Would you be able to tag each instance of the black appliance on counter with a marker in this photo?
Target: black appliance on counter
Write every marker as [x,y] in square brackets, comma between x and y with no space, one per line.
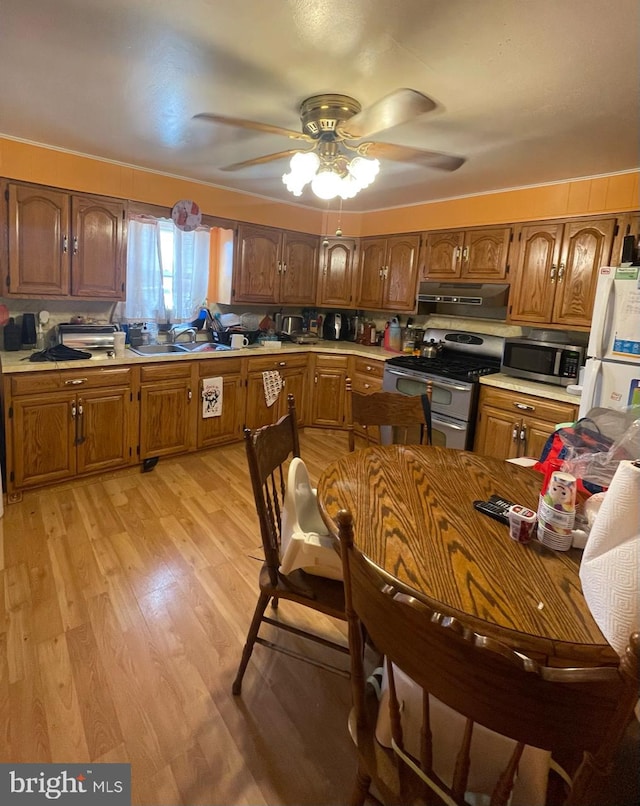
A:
[336,327]
[454,379]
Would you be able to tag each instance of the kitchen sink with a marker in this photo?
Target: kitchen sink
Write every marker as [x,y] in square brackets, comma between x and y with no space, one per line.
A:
[172,349]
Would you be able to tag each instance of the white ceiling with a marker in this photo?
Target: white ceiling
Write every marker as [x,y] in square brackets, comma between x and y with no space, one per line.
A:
[528,91]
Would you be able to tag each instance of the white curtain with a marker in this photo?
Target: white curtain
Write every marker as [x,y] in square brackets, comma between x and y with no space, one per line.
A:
[145,293]
[167,272]
[190,272]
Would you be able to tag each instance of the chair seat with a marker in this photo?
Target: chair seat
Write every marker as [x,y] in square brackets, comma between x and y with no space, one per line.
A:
[326,595]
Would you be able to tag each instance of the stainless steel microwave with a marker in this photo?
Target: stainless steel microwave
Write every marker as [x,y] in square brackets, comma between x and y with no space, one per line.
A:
[544,361]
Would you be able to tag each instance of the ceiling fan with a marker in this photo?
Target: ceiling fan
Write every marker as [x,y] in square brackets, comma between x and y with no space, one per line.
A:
[337,131]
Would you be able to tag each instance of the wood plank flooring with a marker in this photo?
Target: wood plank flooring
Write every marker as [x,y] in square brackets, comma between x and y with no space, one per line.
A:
[124,604]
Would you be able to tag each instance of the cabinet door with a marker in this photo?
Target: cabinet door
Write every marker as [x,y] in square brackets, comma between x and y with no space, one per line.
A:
[586,246]
[373,253]
[256,276]
[328,392]
[533,289]
[443,255]
[43,436]
[337,273]
[97,269]
[498,433]
[103,440]
[299,269]
[228,426]
[165,417]
[484,256]
[400,277]
[39,247]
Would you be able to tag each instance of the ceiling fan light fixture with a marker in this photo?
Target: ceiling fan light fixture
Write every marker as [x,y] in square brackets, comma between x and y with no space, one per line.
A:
[330,173]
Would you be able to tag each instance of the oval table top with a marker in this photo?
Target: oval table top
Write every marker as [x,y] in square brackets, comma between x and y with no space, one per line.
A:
[413,516]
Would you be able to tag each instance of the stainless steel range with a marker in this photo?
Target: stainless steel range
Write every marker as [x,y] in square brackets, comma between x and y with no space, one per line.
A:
[454,376]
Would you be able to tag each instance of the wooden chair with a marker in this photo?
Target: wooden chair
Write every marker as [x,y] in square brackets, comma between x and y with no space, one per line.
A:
[268,451]
[409,415]
[580,715]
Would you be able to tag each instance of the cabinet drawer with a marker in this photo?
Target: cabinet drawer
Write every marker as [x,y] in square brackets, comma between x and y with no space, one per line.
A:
[365,366]
[30,383]
[277,362]
[219,366]
[166,372]
[553,411]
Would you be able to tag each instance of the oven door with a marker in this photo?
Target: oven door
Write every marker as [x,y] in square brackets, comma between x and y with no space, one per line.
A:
[451,398]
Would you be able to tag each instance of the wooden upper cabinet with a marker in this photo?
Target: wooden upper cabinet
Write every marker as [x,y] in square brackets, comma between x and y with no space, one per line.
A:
[336,284]
[64,245]
[273,266]
[97,249]
[475,254]
[256,265]
[298,274]
[556,271]
[389,273]
[39,249]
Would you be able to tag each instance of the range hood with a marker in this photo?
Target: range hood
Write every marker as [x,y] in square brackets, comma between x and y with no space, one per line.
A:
[477,300]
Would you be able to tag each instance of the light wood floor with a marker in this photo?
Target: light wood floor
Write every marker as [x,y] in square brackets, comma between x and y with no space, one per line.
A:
[124,605]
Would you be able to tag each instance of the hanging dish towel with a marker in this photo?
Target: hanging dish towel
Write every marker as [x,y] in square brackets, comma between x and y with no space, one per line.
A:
[272,382]
[212,397]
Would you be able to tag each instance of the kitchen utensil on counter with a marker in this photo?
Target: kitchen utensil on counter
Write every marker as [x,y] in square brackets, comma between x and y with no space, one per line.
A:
[29,336]
[11,335]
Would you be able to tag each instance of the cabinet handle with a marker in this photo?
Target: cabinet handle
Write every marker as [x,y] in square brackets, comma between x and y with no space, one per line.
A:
[80,424]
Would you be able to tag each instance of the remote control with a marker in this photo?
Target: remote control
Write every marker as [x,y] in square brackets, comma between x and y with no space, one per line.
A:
[496,507]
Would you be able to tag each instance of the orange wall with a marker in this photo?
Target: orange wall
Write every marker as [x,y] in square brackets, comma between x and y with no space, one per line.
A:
[608,194]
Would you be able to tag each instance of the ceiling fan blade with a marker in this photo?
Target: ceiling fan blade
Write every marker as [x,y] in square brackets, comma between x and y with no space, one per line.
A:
[260,160]
[398,107]
[252,124]
[433,159]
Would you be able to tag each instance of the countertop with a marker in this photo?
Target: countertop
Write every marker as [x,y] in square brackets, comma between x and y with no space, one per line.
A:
[18,361]
[547,390]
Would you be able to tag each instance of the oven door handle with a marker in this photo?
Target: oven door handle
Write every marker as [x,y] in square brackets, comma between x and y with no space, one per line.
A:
[439,384]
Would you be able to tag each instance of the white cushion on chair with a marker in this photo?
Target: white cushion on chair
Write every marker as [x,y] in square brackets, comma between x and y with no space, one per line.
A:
[305,541]
[490,751]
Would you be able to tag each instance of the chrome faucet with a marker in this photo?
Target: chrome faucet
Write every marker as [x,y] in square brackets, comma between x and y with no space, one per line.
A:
[174,333]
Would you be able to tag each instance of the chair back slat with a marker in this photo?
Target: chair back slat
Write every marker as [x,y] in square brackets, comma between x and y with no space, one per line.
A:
[409,416]
[579,715]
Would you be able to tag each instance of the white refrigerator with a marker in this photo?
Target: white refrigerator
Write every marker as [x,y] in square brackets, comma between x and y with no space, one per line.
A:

============================================================

AIM OF THE EXERCISE
Without the pictures, transcribe the listing above exactly.

ANSWER IN FULL
Would you be able to tag each instance of the black appliance on counter with a marker in this photo?
Target: black appliance on counter
Write every marker as [x,y] in square brackets, comma between x and y with no space, one per line.
A:
[336,327]
[454,379]
Would you be able to tag each instance of the kitchen sink with a marker in this photo?
Target: kitchen sink
Write every marker as [x,y] in square brackets, comma between x and y with no space, one per line.
A:
[172,349]
Would you be able to tag each instance of the white ceiling with a marker in this photo?
Target: white ceiling
Write every marker as [x,y] in square brackets, comma between x and y with no space, one per line.
A:
[528,91]
Would you be able to tag each instance of the white curtain with a marker in this photo?
Target: white curtain
Write every marker as [x,y] in square brackets, comma between x and y with no space, one per line.
A:
[145,293]
[167,272]
[190,272]
Would you be able to tag each instance of the chair seat with a marker in this photo?
Target: chair seat
Write every marker as [x,y] in square brackets, comma between x and y with no space, one per line.
A:
[326,595]
Would you be able to tag each instance of the stainless steel microwave with a marker in this photo?
Target: stainless steel microwave
Write every marker as [x,y] in square brackets, comma between x and y with no space, one per line.
A:
[544,361]
Would you be able to tag each instance of the ceiling fan with a marker in this photo?
Target: ceiling fan
Write every marker as [x,y] in square brackets, comma between x and y with no space, one per line.
A:
[337,131]
Would you be able to tag each instance of the wood plank flooring with a marker in this photo?
Target: wood plank flooring
Write every marker as [x,y] in square brackets, comma between x and y with no space, one per line.
A:
[124,604]
Would you be able to tag each instance of the cabinet door with a marker in this photo?
Target: cabinet door
Write every marker as [x,y] in square brackets, comma between x and y with no space, one per line.
A:
[586,246]
[373,253]
[256,276]
[328,392]
[533,289]
[443,255]
[43,436]
[337,273]
[97,269]
[498,433]
[103,440]
[299,269]
[228,426]
[165,417]
[484,256]
[400,277]
[39,247]
Would you be able to tag each instance of the ceiling fan light fixture with a marker in this photo?
Target: ceiling fan light fixture
Write every marker as [x,y] in square brackets, comma between x and y with no space, one per line.
A:
[330,173]
Would you be able to tag each instance of the oval table top with a marker in this photo?
Target: oval table top
Write every marker as [x,y] in square brackets, comma between x and y with no space, one per line.
A:
[413,516]
Would you be able to tag each instance of the stainless steel range with a marker in this photo?
Target: stainless steel range
Write every marker as [x,y] in square brackets, comma between x and y with no space, one per line.
A:
[454,376]
Would you be able to tag each instance of the wooden chair with a marker in this photo?
Target: wooden chair
Write every marker as [x,y] in square brackets, comma between x and y with no space, one per line.
A:
[268,451]
[409,415]
[580,715]
Would you be able to tag each instance of the cabinet drawer with a marker in this photo?
Target: cabinet drawer
Write every marker as [x,y] in square brackets, comma between x and y with no space, one per line.
A:
[365,366]
[30,383]
[277,362]
[219,366]
[166,372]
[553,411]
Would you be able to tag each instance of the oven door with a marker in this photo?
Target: oven door
Write every marker as [x,y] in square brackets, comma between x and y with no space, one per line.
A:
[451,398]
Would you be able to tag each instance of the wooden upper cabinet with a marker in this photo?
Target: wooden upper cabinet
Write every marker as [x,y] in square brackets, comma between x and y with no space, one per line.
A:
[336,284]
[64,245]
[273,266]
[97,249]
[475,254]
[256,265]
[298,274]
[556,271]
[389,273]
[39,249]
Would you be able to tag each instance of the range hood with a marker in this photo?
Target: range hood
Write every marker as [x,y] in square brackets, comma between x and y with no space, one per line.
A:
[477,300]
Would you be able to tag each instance of the light wood floor with a marker in this photo?
Target: light wood floor
Write every marker as [x,y] in square brackets, comma between x and y with no space, one per line.
A:
[124,605]
Would you be able to tag each instance of the hanging dish towel with a marker in this photo?
Target: hanging dish towel
Write every marker as [x,y] in square brackets, comma between x and y with no space, one per line.
A:
[272,382]
[212,397]
Would you be able to tag each instance of the kitchen utensil on counter with a marker in this photo?
Target: kitchen utensil on counter
Write every marker as [x,y] in square brackets, comma between x and y with no space, one per line.
A:
[29,336]
[11,335]
Would you be able to tag each instance of the cabinet handle with a marker in this photo?
Target: cabinet handle
Write every marker as [x,y] in square brackets, comma between x and y with no space, one per line.
A:
[80,424]
Would you be able to tag each instance of the remote control with a marker in this photo?
Target: remote control
Write every marker as [x,y] in square brackets, comma between x and y with no space, one per line.
A:
[496,507]
Would you be able to tag each instance of the orange wall with a marker in this photo?
Target: orange wall
Write every marker as [x,y] in square brackets, comma between x and y with no space, one per line.
A:
[608,194]
Would you be able to tag each instance of the ceiling fan blade with a marker in this photo?
Target: ceiling fan blade
Write every marker as [x,y] in square brackets, comma between x and y with no space, one per line.
A:
[260,160]
[398,107]
[252,124]
[433,159]
Would you be able to tag each instance of the countertop with a marker in this photo?
Target: countertop
Write every marker as [x,y] in square brackets, comma between x and y with no space, one per line.
A:
[18,361]
[547,390]
Would you be able to tag each instance of the oven door handle with a marker in this photo?
Target: oven door handle
Write every marker as [x,y] in square brackets, comma between x and y with no space, one per line.
A:
[439,384]
Would you be able to tag each instance of the white cushion on chair with a marker in this photo?
Target: white cushion on chair
Write every marker as [x,y] in square brackets, comma between x and y with no space, one per line.
A:
[305,541]
[490,751]
Would you be able to tag each instance of the chrome faucet with a marker in this photo?
Target: chrome faucet
Write every marker as [x,y] in square brackets, comma between x and y with no space, one per line.
A:
[174,333]
Would you be able to tag each instance of the chair back slat with a marker in this photo?
Target: chair back slat
Write every marker as [x,y] in square brackets, comma between x and y with no space, one per line.
A:
[409,416]
[579,715]
Would you be able to tag each instance of the white refrigerator with a marker in this photo?
Target: white refrigerator
Write every marker as [x,y] in square brackets, comma between x and y with no space, one per line.
A:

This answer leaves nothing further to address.